● EXERCISE INSTRUCTIONS
Copy the following lines word for word, changing nothing.

● RAW DATA

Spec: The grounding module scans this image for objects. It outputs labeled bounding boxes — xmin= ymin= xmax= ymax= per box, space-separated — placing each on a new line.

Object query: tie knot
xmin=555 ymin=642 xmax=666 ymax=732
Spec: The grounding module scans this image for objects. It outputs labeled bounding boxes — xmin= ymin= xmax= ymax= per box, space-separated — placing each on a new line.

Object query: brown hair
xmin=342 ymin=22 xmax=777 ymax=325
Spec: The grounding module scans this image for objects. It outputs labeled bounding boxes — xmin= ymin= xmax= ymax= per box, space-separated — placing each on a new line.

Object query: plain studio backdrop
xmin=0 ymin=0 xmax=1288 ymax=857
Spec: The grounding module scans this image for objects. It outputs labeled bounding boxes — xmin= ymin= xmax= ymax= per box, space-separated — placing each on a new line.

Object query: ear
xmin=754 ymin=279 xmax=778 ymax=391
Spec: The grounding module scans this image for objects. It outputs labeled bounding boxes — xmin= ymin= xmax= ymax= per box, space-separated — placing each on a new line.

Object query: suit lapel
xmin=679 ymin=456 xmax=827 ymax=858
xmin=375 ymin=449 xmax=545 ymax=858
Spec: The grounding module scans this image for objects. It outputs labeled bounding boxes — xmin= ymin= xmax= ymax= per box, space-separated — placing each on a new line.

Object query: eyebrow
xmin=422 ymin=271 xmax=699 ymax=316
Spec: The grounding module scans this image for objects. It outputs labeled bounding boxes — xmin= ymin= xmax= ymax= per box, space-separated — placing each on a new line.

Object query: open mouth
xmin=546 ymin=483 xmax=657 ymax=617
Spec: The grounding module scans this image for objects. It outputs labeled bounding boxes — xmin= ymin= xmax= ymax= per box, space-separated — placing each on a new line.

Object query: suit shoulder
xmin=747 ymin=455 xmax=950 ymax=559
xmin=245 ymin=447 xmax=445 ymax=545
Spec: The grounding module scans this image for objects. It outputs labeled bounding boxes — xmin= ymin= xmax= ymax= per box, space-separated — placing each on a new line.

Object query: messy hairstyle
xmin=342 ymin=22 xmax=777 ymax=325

● RESPONSE
Spec: The grounding module scans this image for objects. It outputs labeled bounding boxes — xmin= ymin= xmax= ymax= per box, space-separated — placing each on a new line.

Object query: tie knot
xmin=555 ymin=642 xmax=666 ymax=732
Spec: The grounding module scans this image for objects. It outputs labeled bounding boxes — xmin= ymin= xmax= ymax= per box, space-separated — placing each on a new line.

Object query: brown hair
xmin=342 ymin=22 xmax=777 ymax=325
Spec: The grounding module scans this image for objects. It outputs labeled bounding boxes — xmin= ymin= xmax= ymax= per box, space-separated — placing each on a new line.

Object query: plain studio backdrop
xmin=0 ymin=0 xmax=1288 ymax=857
Spec: The grounding module scans this image for objects. It outputs labeled bounding boxes — xmin= ymin= xmax= ymax= per box, space-separated — placing each on a new line.

Object query: ear
xmin=754 ymin=279 xmax=778 ymax=391
Spec: The grounding module scans this image for objects. It outputs labeled bounding boxes — xmin= ymin= xmax= ymax= per box, space-separated — placing each on a new line.

Object query: suit lapel
xmin=679 ymin=456 xmax=827 ymax=858
xmin=375 ymin=449 xmax=545 ymax=858
Spec: The grounding module scans this image for objects. It outputs labeled bounding boxes — xmin= ymin= xmax= ymax= per box, space-separated — placing each on a new line.

Object query: eyebrow
xmin=422 ymin=271 xmax=699 ymax=316
Spec: The grounding module scans this image for objects. It outputs labeled bounding boxes — xmin= ymin= xmax= ymax= per box, space-separated — placing each on a new line.

Object query: open mouth
xmin=546 ymin=483 xmax=657 ymax=617
Spec: The grounding module scans this image for objects. It outputs labeled bounding boxes — xmin= ymin= xmax= ymax= per box, space-separated — placing each on a new line.

Object query: suit shoulder
xmin=747 ymin=455 xmax=950 ymax=559
xmin=245 ymin=447 xmax=445 ymax=545
Spec: The grounding module scans this image for objects. It outputs labeled bounding boxes — xmin= ymin= xmax= ymax= per box, space-separated — placing each on a new line.

Object query: messy hairstyle
xmin=342 ymin=22 xmax=777 ymax=325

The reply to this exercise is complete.